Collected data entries
====================

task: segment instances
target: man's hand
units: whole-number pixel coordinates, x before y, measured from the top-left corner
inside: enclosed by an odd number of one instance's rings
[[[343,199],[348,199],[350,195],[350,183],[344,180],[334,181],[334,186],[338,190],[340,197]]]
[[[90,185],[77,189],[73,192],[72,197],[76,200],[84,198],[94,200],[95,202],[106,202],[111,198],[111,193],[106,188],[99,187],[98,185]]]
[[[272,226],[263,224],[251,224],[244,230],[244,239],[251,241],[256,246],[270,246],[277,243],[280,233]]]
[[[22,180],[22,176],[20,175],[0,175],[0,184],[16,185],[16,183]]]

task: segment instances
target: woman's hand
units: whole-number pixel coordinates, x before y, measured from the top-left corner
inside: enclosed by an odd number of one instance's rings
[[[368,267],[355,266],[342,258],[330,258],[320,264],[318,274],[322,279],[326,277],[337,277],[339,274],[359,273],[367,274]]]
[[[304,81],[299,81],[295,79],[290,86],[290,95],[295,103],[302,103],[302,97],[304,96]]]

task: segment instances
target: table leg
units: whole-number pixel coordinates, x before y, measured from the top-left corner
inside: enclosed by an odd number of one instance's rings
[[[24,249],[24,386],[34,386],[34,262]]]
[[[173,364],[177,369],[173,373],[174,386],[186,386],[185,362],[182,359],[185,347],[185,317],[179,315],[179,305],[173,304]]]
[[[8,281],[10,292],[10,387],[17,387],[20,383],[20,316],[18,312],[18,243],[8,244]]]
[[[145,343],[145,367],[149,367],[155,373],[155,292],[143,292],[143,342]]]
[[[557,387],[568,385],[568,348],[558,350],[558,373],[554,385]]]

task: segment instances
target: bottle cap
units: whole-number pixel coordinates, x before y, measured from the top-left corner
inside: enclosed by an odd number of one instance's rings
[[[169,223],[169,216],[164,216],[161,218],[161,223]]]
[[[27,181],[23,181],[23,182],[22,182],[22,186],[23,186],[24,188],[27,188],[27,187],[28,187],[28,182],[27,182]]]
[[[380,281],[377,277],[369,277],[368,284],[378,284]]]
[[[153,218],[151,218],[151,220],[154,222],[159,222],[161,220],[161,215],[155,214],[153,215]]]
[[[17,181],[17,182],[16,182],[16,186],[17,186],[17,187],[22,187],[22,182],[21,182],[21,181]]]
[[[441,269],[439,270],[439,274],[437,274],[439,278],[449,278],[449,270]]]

====================

* WORK REQUEST
Return each line in the records that holds the string "target".

* SOLUTION
target: man's hand
target: woman's hand
target: table leg
target: bottle cap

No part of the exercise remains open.